> _STATED PROBLEM_
Set down all of the data exactly as it appears.

> _GIVEN DATA_
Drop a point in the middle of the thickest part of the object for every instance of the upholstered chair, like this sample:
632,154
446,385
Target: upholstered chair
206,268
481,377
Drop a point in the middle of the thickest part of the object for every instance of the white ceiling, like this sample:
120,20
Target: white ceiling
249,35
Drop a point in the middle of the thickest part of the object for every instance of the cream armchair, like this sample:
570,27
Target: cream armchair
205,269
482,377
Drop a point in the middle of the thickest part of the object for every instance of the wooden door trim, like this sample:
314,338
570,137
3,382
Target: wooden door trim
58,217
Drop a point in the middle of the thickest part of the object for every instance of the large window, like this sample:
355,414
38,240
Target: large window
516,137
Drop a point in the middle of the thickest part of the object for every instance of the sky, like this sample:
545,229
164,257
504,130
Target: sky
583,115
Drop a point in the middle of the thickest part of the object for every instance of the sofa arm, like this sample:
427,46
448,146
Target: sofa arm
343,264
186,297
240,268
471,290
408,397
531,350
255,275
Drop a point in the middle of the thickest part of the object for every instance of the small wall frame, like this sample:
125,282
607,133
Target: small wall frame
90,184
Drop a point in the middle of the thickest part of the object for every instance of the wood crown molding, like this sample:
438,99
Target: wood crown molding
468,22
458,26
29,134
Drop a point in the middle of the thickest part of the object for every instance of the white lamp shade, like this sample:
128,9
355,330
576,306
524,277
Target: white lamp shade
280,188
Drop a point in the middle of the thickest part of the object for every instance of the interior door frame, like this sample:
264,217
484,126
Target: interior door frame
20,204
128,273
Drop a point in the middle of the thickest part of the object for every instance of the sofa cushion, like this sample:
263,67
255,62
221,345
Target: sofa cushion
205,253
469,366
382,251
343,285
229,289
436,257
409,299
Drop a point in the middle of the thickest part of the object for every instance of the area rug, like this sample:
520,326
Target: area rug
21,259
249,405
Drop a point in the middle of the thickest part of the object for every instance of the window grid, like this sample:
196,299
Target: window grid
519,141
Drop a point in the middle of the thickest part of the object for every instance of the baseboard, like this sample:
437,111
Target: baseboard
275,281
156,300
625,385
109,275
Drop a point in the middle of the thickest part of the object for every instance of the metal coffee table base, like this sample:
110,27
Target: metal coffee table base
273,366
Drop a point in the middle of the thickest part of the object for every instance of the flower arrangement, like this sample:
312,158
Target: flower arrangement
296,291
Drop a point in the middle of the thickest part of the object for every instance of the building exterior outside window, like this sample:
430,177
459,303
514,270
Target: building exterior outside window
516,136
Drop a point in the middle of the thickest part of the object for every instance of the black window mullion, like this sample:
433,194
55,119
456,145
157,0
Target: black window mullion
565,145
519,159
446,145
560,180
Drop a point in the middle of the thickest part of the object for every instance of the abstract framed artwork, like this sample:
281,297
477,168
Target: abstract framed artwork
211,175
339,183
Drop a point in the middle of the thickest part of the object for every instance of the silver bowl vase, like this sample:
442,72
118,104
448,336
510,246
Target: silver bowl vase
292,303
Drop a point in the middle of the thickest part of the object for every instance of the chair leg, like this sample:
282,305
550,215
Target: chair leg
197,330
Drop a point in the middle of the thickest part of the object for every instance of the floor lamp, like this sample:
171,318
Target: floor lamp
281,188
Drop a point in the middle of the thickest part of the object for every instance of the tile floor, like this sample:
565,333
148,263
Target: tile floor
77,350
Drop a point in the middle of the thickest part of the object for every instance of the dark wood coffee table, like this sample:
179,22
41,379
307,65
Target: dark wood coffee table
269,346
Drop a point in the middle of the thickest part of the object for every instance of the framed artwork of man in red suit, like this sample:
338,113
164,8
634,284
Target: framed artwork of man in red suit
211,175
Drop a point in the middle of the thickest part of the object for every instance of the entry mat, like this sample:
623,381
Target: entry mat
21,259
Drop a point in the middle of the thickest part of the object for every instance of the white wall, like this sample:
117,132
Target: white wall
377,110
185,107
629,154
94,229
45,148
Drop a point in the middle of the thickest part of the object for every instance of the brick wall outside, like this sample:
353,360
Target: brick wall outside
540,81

> _WORKED ANSWER_
Drop a point in the middle of the thickest part of the object for every instance of the upholstered chair, like this sample:
632,154
446,385
Target: upholstered chair
206,268
481,377
Drop a point in the middle of the thickest part of the object for every instance of the white ceiling, like this sample:
120,20
Target: white ceiling
249,35
Drop a point in the middle of the thickest part of the object for every instance of the cream armchair, like this sample:
570,27
Target: cream armchair
205,269
482,377
Drop a point in the middle of the thickest part of the object for every instance of the wooden door trim, like this sample:
314,338
570,137
3,382
Target: wooden door trim
58,217
Drop a point in the middle of the thickest part of the object for every instance of the large window, like this sample:
355,414
38,240
Target: large window
516,137
Drop a point in the middle of the thickest part of the object for every instance of the sky, like this sample:
545,229
164,257
504,130
Target: sky
583,115
Drop a point in the middle of the thickest part of the object for every instance of the sofa arm, like this sample:
427,46
448,146
Target: sofa arm
343,264
186,297
240,268
471,290
408,397
531,350
255,275
Drop a point in the middle of the thickest part of the object for every instance of the small wall frame, like this sample:
125,282
607,133
Target: small wall frame
90,184
Drop a point in the middle of the thickest part of the object for every instance of the wood crown molding, like this sample:
438,99
Target: wood crown molding
468,22
458,26
29,134
Drop a point in the middle of the thickest part of the object for every instance of the white lamp shade, like this sample:
128,9
355,330
576,306
524,277
Target: white lamp shade
280,188
Drop a point in the middle of the thickest part of the object for every instance of the interior door frame, like this sample:
264,217
484,126
Target: interior door frame
20,204
128,273
Drop a point in the middle of the thickest part of the object for every instance of the sofa cushion, like this sample:
263,67
255,62
221,345
Target: sofa cushion
205,253
469,366
382,251
343,285
229,289
436,257
409,299
Drop a point in the middle of the thickest part of the object for every instance of the area rug, like this sample:
520,326
Target: area rug
21,259
249,405
Drop a point in the middle of the thickest part of the object for every instance of the window grid, like this sample:
196,299
Target: window grid
519,141
Drop a point in the middle of the thickest part of the object for every instance of the baseboard, like this sample:
437,111
Target: baseboard
275,281
156,300
625,385
109,275
Drop a point in the middle of the thickest part of the object for every instance of the metal coffee table base, like this sample:
110,27
Target: metal coffee table base
273,366
Drop a point in the middle of the thickest part of the object for every instance of the flower arrangement, like this sample:
312,158
Target: flower arrangement
296,291
Drop a point in the middle of the thickest part of the object for every instance of the building exterior outside window, like this sample:
430,177
459,303
514,270
Target: building exterior outside window
516,136
Drop a point in the middle of the thickest part of the object for every instance of the black window mullion, like this sample:
433,194
55,119
456,145
157,0
Target: black window mullion
565,145
519,159
446,145
560,180
Drop a point in the middle of the thickest part of the object for every instance of the abstract framed artwork, like this sample:
281,297
477,168
Target: abstract framed artwork
211,175
339,183
Drop a point in the middle of the thickest part of the object for every instance of the silver bowl vase, like this sample:
442,72
118,104
448,336
510,246
Target: silver bowl vase
292,303
Drop a point in the middle of the thickest part of the object for every instance of the chair leg, like this sample:
282,305
550,215
Target: chair leg
197,330
Drop a point in the middle of the thickest part of the object for every instance of the floor lamp, like this sample:
171,318
Target: floor lamp
281,188
Drop a point in the middle of the thickest part of the object for every instance of the tile floor, like this sample:
565,333
148,263
Target: tile floor
77,350
Drop a point in the middle of the thickest part of the object for every instance of the dark wood coffee table, like this sample:
179,22
41,379
307,65
Target: dark wood coffee table
269,346
Drop a point in the middle of the thickest part of the object for every instance of the framed artwork of man in red suit, like this sample:
338,113
164,8
634,284
Target: framed artwork of man in red suit
211,175
Drop a point in the middle of the thickest part of the object for every instance of the entry mat, like this sample:
623,381
Target: entry mat
21,259
Drop a point in the middle of the thickest part of the object for every instance of the white wall, like this sample:
117,132
Target: white wall
377,110
185,107
629,154
94,229
45,148
Drop a point in the middle of the thickest part of the object for every instance of the brick wall outside, like this sample:
353,360
Target: brick wall outside
540,81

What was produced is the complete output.